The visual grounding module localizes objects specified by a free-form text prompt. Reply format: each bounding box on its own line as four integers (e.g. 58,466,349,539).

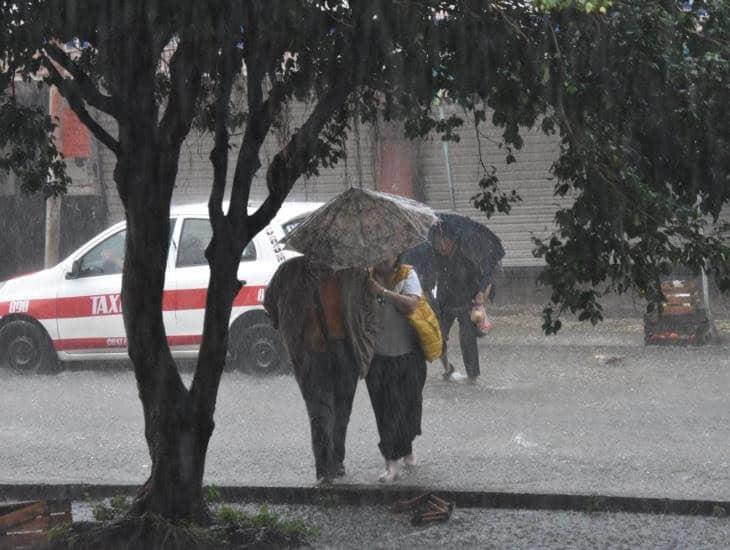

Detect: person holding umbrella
404,212,504,383
264,189,441,488
264,256,376,483
365,254,426,483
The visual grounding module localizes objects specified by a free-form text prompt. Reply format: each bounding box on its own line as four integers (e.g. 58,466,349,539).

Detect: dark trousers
295,340,358,479
365,351,426,460
439,305,479,378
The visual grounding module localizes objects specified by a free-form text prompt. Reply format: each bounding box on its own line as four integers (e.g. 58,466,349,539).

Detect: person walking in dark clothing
404,212,504,382
264,256,376,483
365,255,426,482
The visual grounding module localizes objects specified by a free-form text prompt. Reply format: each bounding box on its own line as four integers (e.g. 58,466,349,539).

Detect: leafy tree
536,0,730,332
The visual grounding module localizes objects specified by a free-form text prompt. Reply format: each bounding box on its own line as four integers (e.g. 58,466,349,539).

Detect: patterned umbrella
281,189,438,269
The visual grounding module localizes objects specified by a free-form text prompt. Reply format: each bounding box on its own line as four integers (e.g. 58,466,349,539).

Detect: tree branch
208,23,241,222
44,43,118,118
248,75,352,235
44,58,120,156
160,36,202,151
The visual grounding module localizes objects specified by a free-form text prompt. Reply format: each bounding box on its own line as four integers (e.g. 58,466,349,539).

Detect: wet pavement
0,315,730,502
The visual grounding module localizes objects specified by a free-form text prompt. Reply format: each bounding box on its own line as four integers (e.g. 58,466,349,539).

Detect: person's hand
368,270,385,296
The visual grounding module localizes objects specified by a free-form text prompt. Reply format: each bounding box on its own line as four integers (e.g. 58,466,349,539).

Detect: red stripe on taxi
0,286,266,319
53,334,203,351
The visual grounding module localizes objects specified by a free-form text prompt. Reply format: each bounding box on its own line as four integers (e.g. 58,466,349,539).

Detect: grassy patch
216,505,321,542
91,495,132,521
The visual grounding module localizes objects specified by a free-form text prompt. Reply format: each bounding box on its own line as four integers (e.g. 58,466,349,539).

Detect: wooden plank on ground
0,500,46,531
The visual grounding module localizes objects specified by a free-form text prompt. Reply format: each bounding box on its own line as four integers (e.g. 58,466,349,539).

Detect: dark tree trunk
118,138,213,521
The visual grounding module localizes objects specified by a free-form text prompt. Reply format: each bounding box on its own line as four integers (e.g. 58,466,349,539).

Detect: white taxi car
0,202,321,373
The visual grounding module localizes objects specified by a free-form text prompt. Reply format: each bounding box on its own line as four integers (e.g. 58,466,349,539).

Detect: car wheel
0,320,58,374
231,323,286,375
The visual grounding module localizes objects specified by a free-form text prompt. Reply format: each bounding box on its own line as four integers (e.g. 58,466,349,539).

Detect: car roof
170,201,324,221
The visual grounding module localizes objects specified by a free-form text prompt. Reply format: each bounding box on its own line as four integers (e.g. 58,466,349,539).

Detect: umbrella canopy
437,212,504,273
281,189,438,269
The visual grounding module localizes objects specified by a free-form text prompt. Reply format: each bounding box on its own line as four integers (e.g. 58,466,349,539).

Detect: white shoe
378,460,400,483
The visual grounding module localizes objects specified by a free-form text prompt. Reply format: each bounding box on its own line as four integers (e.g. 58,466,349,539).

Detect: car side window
79,230,127,277
176,219,256,267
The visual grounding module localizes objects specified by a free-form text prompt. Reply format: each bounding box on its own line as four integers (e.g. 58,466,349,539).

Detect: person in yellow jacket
365,254,426,482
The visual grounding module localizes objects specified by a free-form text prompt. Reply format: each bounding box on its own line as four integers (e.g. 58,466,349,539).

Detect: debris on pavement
391,493,455,526
593,353,624,365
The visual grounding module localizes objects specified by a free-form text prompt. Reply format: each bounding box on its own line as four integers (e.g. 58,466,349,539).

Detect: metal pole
43,86,61,268
43,195,61,268
439,103,456,210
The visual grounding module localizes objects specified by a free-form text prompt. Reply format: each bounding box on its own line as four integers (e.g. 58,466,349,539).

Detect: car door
168,217,271,356
55,228,127,355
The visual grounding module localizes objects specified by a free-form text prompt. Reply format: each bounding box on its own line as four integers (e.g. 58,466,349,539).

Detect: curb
0,484,730,517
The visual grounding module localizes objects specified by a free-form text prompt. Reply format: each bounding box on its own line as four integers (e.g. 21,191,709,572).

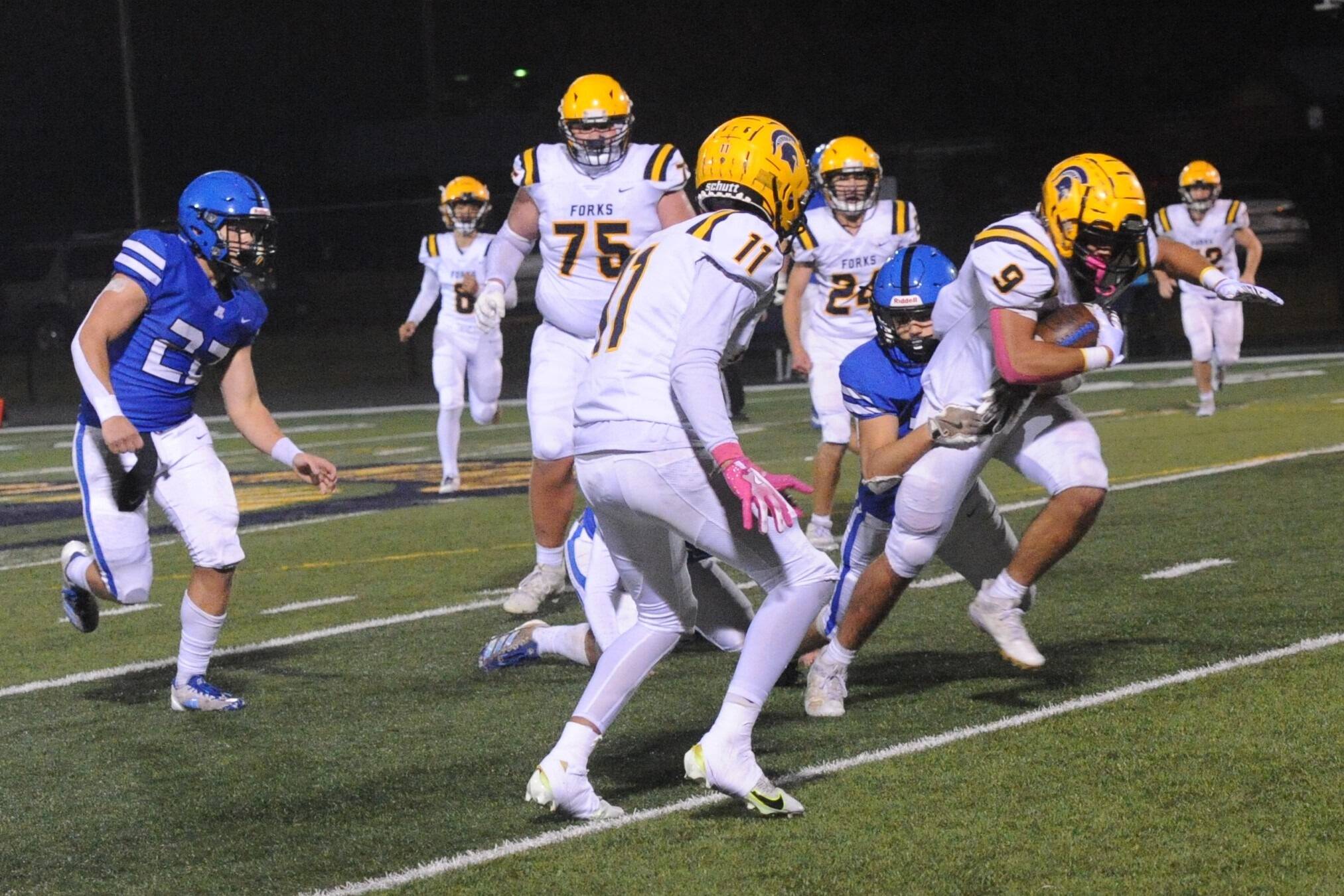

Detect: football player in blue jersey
801,244,1017,716
60,171,336,709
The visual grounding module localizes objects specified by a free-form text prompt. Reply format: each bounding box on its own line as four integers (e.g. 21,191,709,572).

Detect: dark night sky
0,0,1344,252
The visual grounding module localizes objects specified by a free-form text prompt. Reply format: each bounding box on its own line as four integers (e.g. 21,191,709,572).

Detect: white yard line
0,599,504,697
56,603,163,625
1142,558,1235,579
257,594,359,617
309,633,1344,896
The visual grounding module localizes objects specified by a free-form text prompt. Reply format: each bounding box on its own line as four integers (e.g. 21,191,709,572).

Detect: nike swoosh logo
751,790,784,811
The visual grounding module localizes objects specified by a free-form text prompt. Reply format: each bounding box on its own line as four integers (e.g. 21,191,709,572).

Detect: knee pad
817,413,851,445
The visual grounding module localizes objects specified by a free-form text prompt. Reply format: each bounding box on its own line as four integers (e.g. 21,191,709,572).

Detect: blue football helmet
177,171,275,274
872,243,957,364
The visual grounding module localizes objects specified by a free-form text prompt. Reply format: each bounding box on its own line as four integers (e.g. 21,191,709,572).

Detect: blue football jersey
79,230,266,433
840,337,923,522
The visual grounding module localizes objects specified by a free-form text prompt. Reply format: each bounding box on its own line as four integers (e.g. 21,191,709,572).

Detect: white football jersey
574,211,784,454
793,199,919,340
419,231,518,328
923,212,1157,411
1153,199,1251,299
514,144,690,337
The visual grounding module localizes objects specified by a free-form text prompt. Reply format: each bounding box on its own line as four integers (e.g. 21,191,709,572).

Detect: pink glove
711,442,812,532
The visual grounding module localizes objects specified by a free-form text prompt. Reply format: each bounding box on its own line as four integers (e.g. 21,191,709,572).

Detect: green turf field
0,358,1344,893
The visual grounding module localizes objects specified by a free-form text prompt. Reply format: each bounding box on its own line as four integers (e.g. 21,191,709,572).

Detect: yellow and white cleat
683,739,804,817
523,757,625,821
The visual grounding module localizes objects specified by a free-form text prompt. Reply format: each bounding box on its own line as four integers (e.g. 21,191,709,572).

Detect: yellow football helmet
438,176,490,236
1039,153,1148,302
816,137,881,215
695,115,810,236
1177,159,1223,212
559,75,635,169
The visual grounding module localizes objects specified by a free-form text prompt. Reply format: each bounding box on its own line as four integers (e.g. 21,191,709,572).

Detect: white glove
1214,277,1284,307
476,279,504,331
1083,302,1125,367
929,404,993,449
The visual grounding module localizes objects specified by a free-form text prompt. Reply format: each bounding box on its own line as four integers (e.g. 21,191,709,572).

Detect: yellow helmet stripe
972,224,1059,281
687,210,733,242
644,144,672,180
523,147,538,187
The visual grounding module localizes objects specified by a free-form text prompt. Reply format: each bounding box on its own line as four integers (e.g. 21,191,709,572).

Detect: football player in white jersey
812,153,1282,709
476,75,695,614
784,137,919,551
1153,160,1264,416
527,115,989,818
396,177,518,494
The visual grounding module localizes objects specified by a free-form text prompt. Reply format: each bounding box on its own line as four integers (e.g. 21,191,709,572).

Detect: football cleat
60,542,98,634
808,522,840,551
523,757,625,821
682,737,802,817
966,591,1045,670
504,563,565,615
168,676,248,712
802,660,850,719
476,619,548,672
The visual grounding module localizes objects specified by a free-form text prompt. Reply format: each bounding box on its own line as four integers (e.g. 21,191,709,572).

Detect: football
1036,305,1100,348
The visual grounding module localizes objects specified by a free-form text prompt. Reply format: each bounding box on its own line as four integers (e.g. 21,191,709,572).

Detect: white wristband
1199,265,1229,290
1078,345,1112,371
89,394,125,422
270,435,303,466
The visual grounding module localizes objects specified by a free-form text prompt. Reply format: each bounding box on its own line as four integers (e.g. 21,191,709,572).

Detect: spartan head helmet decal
770,127,802,171
1055,165,1087,199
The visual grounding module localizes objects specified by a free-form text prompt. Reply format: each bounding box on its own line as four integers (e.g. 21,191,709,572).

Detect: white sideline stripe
1142,558,1235,579
0,508,379,572
308,631,1344,896
0,352,1344,437
0,601,504,697
56,603,163,625
257,594,359,617
999,443,1344,513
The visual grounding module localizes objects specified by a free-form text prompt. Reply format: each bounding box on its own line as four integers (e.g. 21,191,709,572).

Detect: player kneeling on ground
60,171,336,709
800,246,1017,716
477,508,753,672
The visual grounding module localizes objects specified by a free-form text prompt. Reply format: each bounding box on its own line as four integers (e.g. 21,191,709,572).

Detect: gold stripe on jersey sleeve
688,211,733,242
972,224,1059,279
798,220,817,253
523,147,536,187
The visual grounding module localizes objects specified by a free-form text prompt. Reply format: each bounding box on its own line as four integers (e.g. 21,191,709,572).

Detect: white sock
532,622,589,666
725,580,835,707
706,693,761,747
66,554,93,589
981,569,1027,607
438,407,463,480
551,716,602,771
574,622,682,731
816,638,859,666
173,593,228,685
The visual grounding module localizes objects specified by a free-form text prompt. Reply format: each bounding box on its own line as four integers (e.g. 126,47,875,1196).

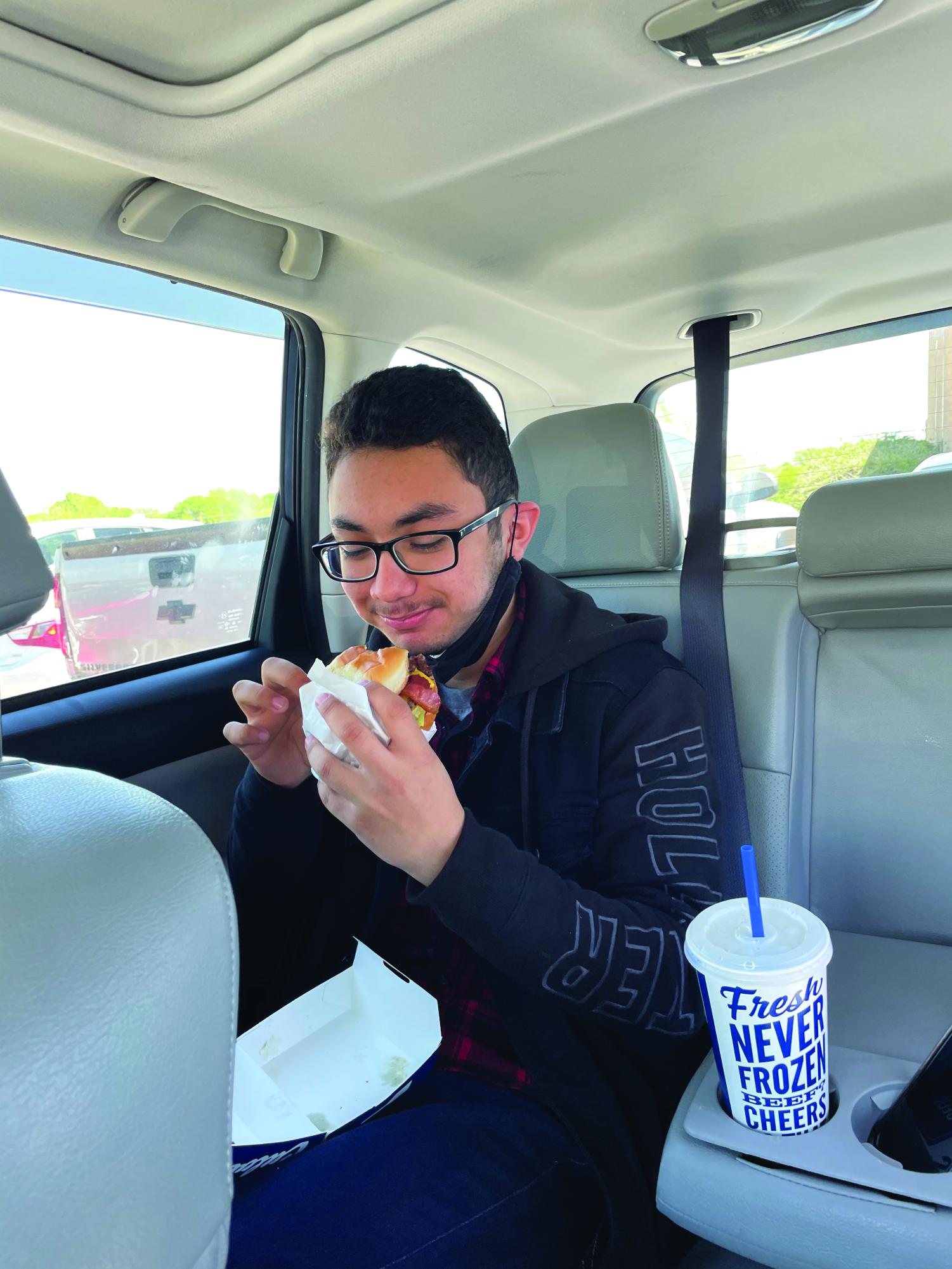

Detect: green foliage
27,493,132,523
167,488,274,524
27,488,275,524
773,433,938,510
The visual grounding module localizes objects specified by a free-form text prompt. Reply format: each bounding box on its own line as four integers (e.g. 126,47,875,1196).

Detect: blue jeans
227,1071,602,1269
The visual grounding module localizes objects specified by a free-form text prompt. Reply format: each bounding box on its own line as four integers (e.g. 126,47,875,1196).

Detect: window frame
635,299,952,412
3,235,326,716
635,308,952,571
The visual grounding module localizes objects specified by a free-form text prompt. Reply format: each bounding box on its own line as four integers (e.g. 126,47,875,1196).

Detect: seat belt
681,317,750,899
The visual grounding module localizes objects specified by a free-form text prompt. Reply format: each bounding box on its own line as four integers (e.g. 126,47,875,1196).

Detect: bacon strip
400,670,440,713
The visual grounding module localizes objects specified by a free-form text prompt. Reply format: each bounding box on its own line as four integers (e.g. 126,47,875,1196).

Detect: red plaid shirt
381,581,530,1089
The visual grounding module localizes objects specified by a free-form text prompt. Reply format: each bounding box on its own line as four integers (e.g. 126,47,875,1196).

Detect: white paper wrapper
298,658,436,779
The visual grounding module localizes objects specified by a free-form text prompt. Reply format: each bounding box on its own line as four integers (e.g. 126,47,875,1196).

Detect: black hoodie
227,563,721,1269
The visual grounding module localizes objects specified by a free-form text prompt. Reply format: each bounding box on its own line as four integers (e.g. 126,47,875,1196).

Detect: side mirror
727,467,779,511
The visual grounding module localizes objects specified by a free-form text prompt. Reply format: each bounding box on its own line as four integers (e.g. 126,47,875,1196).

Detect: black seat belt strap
681,317,750,899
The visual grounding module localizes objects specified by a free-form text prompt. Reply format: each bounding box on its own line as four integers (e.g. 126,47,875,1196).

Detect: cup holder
717,1077,842,1150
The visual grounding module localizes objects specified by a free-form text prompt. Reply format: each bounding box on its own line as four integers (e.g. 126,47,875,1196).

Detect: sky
0,241,284,515
660,331,929,467
0,238,928,515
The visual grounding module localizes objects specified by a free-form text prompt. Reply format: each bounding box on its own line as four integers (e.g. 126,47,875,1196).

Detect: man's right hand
222,656,311,788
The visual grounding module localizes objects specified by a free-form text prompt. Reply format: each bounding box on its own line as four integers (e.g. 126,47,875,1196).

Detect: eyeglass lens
323,533,454,581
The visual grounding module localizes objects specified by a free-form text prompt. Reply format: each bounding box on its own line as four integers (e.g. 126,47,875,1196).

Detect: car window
34,529,79,564
389,348,509,435
654,326,952,557
0,240,285,698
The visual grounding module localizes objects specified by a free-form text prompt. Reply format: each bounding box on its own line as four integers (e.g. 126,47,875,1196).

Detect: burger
327,644,439,731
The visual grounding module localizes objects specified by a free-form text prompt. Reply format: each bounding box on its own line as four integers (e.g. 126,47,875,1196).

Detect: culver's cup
684,899,833,1136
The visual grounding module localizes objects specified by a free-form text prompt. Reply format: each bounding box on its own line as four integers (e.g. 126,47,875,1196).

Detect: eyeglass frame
311,497,519,586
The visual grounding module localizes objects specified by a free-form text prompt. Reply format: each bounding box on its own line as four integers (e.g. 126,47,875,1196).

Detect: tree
27,493,132,523
169,488,275,524
773,433,937,510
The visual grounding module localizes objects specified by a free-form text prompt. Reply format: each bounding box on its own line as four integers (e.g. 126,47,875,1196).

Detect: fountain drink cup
684,899,833,1136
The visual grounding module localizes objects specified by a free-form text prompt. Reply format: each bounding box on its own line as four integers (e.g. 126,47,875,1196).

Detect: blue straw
740,847,764,939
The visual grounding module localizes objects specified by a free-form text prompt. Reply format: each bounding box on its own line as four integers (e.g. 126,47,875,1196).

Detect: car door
0,241,326,849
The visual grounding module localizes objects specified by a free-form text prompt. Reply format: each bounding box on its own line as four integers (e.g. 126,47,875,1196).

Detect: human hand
222,656,311,788
306,683,463,886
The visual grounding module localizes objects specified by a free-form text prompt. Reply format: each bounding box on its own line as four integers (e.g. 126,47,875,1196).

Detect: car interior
0,0,952,1269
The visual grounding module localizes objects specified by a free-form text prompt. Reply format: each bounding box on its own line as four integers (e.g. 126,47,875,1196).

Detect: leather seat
0,476,237,1269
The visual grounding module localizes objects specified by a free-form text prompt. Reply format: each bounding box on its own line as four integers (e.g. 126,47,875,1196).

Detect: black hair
321,365,519,537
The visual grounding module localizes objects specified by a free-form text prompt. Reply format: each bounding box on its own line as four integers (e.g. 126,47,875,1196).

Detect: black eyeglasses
311,497,517,581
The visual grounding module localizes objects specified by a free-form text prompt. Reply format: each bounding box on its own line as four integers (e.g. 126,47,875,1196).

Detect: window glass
655,327,952,556
0,240,285,698
389,348,509,435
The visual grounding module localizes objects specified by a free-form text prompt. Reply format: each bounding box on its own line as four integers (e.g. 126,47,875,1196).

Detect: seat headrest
797,471,952,628
0,472,53,635
512,402,684,576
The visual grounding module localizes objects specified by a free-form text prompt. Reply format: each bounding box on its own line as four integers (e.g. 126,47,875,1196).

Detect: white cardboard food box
232,940,440,1176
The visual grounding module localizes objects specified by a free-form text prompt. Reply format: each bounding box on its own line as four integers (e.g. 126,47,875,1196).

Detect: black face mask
426,556,522,683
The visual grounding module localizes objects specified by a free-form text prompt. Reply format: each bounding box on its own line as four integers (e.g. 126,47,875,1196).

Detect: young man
225,367,720,1269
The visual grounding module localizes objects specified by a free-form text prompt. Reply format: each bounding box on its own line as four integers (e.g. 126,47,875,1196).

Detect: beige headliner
0,0,952,412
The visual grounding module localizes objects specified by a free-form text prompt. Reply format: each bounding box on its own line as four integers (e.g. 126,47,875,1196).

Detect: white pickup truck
10,517,269,678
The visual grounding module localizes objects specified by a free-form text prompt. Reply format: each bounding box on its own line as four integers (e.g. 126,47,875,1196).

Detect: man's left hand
306,683,463,886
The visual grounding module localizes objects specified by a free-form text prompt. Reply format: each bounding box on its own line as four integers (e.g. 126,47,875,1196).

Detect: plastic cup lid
684,899,833,979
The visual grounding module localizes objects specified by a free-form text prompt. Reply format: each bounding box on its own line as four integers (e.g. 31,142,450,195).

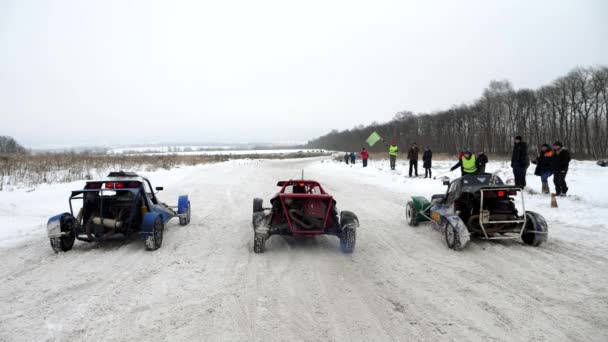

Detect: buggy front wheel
253,233,266,254
405,201,418,227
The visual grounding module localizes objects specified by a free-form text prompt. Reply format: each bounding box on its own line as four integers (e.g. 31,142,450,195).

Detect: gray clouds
0,0,608,145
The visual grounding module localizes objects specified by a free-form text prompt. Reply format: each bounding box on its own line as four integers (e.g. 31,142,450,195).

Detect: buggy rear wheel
179,201,192,226
521,211,547,247
145,216,165,251
253,233,266,254
50,214,76,253
445,222,462,251
340,227,357,254
253,198,264,213
405,201,418,227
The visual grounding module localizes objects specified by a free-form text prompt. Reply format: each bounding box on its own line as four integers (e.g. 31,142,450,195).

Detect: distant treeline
307,66,608,158
0,135,26,154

• What the task requires
Find each line above that contains the word "black", and copy all of those lines.

• Solution for this task
Detect: black hoodie
Detect: black seat belt strap
Detect: black hair
Detect: black eyeglasses
Detect: black face mask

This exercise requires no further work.